- Instructions for the task: Continue this article about signs of progress on climate change, starting right after its final sentence.

In the closing days of 2021, scientists warned that the eastern ledge of a Florida-size glacier is about to snap off of Antarctica and US legislators found they may have flubbed their best chance in a decade to enact sweeping climate policies.

But amid these stark signs, there were also indications that momentum is beginning to build behind climate action. Indeed, there’s good reason now to believe that the world could at least sidestep the worst dangers of global warming.

Princeton energy researcher Jesse Jenkins accurately, and colorfully, pinpointed the weird moment we’ve arrived at in a recent tweet: “We’re no longer totally f$%@ed. But we’re also far from totally unf$@%*ed!”

To be sure, the limited progress isn’t nearly enough. We’ve taken far too long to begin making real changes. World events and politics could still slow or reverse the trends. And we can’t allow a tiny bit of progress in the face of a generational challenge to ease the pressures for greater action.

But it’s worth highlighting and reflecting on the advances the world has made, because it demonstrates that it can be done—and could provide a template for achieving more.

Momentum

So what are the signs of progress amid the climate gloom?

The grimmest scenarios that many fretted about just a few years ago look increasingly unlikely. That includes the 4 or 5 °C of warming this century that I and others previously highlighted as a possibility.

The UN climate panel’s earlier high-end emissions scenario, known as RCP 8.5, had found that global temperatures could rise more than 5 °C by 2100. Those assumptions have been frequently included in studies assessing the risks of climate change, delivering the eye-catching top-end results often cited in the press. (Guilty.)

Some argue that it wasn’t all that plausible in the first place. And the scenario seems increasingly far-fetched given the rapid shift away from coal-fired power plants, initially to lower-emitting natural gas but increasingly toward carbon-free wind and solar.

Global emissions may have already flattened when taking into account recent revisions to land-use changes, meaning updated tallies of the forests, farmlands, and grasslands the world is gaining and losing.

Today, if you layer in all the climate policies already in place around the world, we’re now on track for 2.7 °C of warming this century as a middle estimate, according to Climate Action Tracker. (Similarly, the UN’s latest report found that the planet is likely to warm between 2.1 and 3.5 °C under its “intermediate” emissions scenario.)

If you assume that nations will meet their emissions pledges under the Paris agreement, including the new commitments timed around the recent UN summit in Glasgow, the figure goes down to 2.4 °C. And if every country pulls off its net-zero emissions targets by around the middle of the century, it drops to 1.8 °C.

Given the increasingly strict climate policies and the plummeting costs of solar and wind, we’re about to witness an absolute boom in renewables development. The International Energy Agency, well known for underestimating the growth of renewables in the past, now says that global capacity will rise more than 60% by 2026. At that point, solar, wind, hydroelectric dams, and other renewables facilities will rival the worldwide capacity of fossil-fuel and nuclear plants.

- Extracted records:
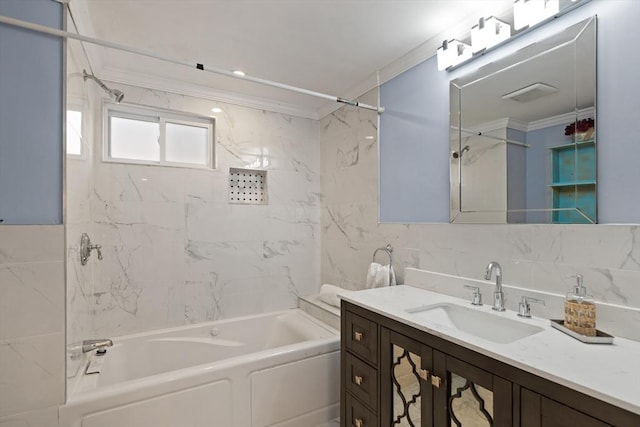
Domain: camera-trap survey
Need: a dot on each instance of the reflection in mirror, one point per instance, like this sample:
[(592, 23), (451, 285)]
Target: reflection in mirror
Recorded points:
[(522, 134)]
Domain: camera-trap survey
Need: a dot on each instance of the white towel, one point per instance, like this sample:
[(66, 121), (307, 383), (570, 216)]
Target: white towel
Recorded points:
[(380, 275), (330, 294)]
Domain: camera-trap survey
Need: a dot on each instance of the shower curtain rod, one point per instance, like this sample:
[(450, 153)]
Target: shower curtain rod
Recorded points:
[(65, 34), (497, 138)]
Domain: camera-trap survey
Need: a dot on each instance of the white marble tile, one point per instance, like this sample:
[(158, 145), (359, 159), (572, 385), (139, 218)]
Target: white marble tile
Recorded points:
[(31, 373), (125, 311), (224, 223), (138, 256), (293, 187), (224, 260), (298, 222), (46, 417), (119, 182), (31, 299), (579, 241), (31, 243), (202, 302)]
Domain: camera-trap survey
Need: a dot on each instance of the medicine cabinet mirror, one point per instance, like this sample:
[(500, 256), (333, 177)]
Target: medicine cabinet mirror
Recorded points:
[(523, 134)]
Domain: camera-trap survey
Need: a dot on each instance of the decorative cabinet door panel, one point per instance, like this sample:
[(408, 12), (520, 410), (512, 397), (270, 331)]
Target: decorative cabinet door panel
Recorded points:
[(406, 394)]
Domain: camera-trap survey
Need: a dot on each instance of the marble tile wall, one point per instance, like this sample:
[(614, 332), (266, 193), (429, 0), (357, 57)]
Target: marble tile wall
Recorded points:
[(32, 329), (175, 251), (81, 97), (539, 257)]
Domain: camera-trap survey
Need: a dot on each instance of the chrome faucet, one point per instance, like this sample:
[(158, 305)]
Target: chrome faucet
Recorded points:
[(498, 295), (90, 345)]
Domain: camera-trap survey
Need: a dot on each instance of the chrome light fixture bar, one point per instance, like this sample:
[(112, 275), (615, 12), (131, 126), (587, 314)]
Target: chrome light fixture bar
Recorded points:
[(491, 32), (488, 33)]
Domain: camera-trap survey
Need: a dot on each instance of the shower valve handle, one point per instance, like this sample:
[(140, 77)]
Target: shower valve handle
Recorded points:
[(97, 248)]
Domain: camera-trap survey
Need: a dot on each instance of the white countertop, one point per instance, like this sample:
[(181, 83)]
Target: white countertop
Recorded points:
[(609, 372)]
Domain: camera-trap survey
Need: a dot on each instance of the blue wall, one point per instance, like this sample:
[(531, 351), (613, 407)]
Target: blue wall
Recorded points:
[(414, 146), (618, 126), (31, 119)]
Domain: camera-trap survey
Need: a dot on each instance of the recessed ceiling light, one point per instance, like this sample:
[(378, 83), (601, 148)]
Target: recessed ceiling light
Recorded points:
[(531, 92)]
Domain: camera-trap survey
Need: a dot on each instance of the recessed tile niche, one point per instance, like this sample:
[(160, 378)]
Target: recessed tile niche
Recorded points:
[(247, 186)]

- Output of the task:
Sales of new electric vehicles, bumping along in the low single digits for years, are also taking off. They’ll reach around 5.6 million this year, leaping more than 80% over 2020 figures, as automakers release more models and governments enact increasingly aggressive policies, according to BloombergNEF.

Electric vehicles climbed from 2.8% of new sales in the first half of 2019 to 7% during the first half of 2021, with particularly large gains in China and Europe. Zero-emissions vehicles will make up nearly 30% of all new purchases by 2030, the research firm projects.

Progress

Meanwhile, there are plenty of signs of technological progress. Researchers and companies are figuring out ways to produce carbon-free steel and cement. Plant-based meat alternatives are getting tastier and more popular faster than anyone expected. Businesses are building increasingly large plants to suck carbon dioxide out of the air. Venture capital investments into climate and clean-tech startups have risen to levels never before seen, totaling more than $30 billion through the third quarter, according to PitchBook.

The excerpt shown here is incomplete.